GIVEN TASK = Please output the entries below from the line that contains "the white parking" through the final line, reproduced exactly and alone.

Position annotation records =
━━━━━━━━━━━━━━━━

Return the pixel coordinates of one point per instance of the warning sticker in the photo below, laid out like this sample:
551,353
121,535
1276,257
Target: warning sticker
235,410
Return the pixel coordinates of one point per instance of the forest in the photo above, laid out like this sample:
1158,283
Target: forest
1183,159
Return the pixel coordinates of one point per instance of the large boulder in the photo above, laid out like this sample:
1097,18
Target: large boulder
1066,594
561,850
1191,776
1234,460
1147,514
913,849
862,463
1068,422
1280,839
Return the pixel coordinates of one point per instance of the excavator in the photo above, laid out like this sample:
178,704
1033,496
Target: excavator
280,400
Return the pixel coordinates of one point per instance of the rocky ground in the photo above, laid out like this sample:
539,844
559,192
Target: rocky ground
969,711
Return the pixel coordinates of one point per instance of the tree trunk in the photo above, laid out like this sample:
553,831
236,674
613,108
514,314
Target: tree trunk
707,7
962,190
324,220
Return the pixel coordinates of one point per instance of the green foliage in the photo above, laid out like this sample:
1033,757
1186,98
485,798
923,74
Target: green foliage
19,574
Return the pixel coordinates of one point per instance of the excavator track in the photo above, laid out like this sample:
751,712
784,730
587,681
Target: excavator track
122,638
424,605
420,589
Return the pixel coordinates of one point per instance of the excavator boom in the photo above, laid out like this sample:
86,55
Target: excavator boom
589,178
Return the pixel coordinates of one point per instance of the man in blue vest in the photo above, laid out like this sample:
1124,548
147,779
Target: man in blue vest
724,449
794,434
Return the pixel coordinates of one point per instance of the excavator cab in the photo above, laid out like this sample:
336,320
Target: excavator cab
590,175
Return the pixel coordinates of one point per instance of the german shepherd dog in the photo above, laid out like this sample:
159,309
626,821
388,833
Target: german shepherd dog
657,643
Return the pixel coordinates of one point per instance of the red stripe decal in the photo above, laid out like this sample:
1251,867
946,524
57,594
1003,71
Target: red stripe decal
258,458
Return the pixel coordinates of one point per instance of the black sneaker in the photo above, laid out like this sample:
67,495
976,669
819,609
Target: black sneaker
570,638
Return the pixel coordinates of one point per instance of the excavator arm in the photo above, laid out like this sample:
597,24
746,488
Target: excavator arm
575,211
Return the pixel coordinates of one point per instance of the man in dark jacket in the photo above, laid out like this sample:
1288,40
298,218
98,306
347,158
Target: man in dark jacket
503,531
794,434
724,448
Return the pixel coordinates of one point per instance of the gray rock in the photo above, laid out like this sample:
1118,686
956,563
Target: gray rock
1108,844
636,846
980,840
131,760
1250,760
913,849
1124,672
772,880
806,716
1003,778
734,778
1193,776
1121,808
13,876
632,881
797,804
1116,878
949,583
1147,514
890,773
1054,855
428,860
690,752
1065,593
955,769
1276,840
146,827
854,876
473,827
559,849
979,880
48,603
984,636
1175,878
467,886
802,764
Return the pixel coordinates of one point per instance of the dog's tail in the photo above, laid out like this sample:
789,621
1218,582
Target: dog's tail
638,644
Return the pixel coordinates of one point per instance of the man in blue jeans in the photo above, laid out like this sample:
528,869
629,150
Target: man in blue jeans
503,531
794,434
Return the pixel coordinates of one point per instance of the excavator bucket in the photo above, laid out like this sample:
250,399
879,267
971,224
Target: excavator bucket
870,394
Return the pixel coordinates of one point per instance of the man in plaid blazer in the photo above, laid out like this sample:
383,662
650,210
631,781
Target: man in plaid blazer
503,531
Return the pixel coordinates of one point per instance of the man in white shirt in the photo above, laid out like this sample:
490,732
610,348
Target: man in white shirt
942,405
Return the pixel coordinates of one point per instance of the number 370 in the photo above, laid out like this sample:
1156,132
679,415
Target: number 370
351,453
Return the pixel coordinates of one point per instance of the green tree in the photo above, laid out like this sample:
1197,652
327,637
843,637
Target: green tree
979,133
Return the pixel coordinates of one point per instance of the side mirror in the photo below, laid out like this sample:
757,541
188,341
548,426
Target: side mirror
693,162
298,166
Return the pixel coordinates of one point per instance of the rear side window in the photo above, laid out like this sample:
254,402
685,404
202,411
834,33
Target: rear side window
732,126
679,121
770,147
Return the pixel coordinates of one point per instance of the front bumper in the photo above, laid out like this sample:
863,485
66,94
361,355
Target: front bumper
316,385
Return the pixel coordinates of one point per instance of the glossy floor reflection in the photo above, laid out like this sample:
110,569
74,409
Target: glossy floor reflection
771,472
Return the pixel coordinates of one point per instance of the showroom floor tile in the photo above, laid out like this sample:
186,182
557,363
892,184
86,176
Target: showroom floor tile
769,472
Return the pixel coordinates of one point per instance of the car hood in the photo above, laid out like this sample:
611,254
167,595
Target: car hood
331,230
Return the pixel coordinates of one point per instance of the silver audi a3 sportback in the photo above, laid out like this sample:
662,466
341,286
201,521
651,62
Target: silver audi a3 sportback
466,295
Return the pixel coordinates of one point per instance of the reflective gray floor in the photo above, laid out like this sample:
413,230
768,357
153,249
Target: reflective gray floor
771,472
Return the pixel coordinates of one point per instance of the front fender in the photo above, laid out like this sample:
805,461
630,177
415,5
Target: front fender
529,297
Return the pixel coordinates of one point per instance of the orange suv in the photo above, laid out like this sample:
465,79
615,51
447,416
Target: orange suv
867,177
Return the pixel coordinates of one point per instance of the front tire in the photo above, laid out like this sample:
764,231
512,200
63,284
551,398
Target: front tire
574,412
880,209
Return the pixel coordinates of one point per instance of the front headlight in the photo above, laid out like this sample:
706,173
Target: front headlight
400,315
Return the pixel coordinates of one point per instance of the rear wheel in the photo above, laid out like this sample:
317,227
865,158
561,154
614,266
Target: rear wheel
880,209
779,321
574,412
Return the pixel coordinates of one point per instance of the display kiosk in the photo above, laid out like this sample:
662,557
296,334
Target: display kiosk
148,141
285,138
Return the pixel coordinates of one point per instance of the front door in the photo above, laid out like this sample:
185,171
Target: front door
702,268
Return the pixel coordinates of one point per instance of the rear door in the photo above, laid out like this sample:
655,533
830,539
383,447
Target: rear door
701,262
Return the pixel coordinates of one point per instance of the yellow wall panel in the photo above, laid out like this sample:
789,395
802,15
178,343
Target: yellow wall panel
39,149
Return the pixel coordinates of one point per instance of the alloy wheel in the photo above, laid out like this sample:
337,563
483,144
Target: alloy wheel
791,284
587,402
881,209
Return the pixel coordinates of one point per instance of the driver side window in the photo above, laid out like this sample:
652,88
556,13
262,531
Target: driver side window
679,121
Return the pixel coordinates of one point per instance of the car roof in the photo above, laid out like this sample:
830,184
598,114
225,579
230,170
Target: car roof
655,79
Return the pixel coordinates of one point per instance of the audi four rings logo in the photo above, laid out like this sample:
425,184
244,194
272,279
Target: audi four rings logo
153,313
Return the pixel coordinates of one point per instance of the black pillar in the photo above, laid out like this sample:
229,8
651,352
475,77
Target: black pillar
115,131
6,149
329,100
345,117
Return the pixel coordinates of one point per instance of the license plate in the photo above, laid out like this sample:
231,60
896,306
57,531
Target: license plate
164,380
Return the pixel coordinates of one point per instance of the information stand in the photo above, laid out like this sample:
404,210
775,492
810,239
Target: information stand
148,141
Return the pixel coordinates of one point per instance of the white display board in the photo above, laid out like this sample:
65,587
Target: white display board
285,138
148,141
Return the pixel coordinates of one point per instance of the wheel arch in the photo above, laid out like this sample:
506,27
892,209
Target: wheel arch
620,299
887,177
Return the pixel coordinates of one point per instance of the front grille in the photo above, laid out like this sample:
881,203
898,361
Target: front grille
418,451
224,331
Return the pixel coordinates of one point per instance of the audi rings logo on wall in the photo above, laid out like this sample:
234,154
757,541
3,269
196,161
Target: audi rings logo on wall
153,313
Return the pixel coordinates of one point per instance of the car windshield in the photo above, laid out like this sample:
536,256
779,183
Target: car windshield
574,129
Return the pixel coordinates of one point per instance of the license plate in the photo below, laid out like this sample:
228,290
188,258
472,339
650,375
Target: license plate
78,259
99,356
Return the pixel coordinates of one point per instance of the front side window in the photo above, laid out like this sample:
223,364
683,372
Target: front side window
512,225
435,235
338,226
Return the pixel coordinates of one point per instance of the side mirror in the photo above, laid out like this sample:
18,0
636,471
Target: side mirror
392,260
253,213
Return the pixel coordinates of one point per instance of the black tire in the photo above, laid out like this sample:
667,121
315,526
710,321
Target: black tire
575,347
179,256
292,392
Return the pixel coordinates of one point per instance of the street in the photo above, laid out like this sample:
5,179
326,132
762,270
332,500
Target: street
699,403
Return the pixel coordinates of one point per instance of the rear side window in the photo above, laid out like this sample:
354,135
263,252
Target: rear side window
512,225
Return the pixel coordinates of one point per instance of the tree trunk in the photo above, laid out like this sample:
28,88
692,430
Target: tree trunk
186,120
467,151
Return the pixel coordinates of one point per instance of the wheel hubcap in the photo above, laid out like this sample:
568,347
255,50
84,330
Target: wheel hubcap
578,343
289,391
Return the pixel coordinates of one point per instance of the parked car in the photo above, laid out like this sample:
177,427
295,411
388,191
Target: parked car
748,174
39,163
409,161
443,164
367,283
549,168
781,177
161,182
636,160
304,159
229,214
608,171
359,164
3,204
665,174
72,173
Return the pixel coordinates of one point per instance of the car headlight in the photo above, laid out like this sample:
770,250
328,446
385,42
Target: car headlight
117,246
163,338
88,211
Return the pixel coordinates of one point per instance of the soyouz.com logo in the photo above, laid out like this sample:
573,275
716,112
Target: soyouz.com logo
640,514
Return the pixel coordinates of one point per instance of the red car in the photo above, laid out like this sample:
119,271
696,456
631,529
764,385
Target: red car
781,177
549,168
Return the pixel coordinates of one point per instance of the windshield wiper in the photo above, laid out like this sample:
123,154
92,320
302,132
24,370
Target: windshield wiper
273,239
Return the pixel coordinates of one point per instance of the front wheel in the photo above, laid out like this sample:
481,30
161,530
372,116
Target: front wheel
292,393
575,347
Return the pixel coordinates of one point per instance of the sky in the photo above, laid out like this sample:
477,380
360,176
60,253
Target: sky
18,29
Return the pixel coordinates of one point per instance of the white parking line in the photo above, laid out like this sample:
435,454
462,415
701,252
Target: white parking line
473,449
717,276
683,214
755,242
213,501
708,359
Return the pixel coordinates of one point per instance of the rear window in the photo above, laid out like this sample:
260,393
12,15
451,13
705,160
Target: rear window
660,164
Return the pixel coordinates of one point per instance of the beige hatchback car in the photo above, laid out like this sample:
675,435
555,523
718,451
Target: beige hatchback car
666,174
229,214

━━━━━━━━━━━━━━━━

RESULT =
Return the pixel coordinates of one point per instance of the white parking line in the photo above, laid out like this sample:
435,454
462,415
701,252
Target: white parking line
473,449
717,276
683,214
755,242
213,501
708,359
Return the pixel coordinates of one point per instance of the rear window in the photo above, laid out like this sample:
260,393
12,15
451,13
705,160
Target: rear window
660,164
Return the pixel coordinates of one point per instance of the beige hatchback car in the photo above, laid out like this sample:
675,435
555,523
718,451
Target: beige hatchback car
666,174
229,214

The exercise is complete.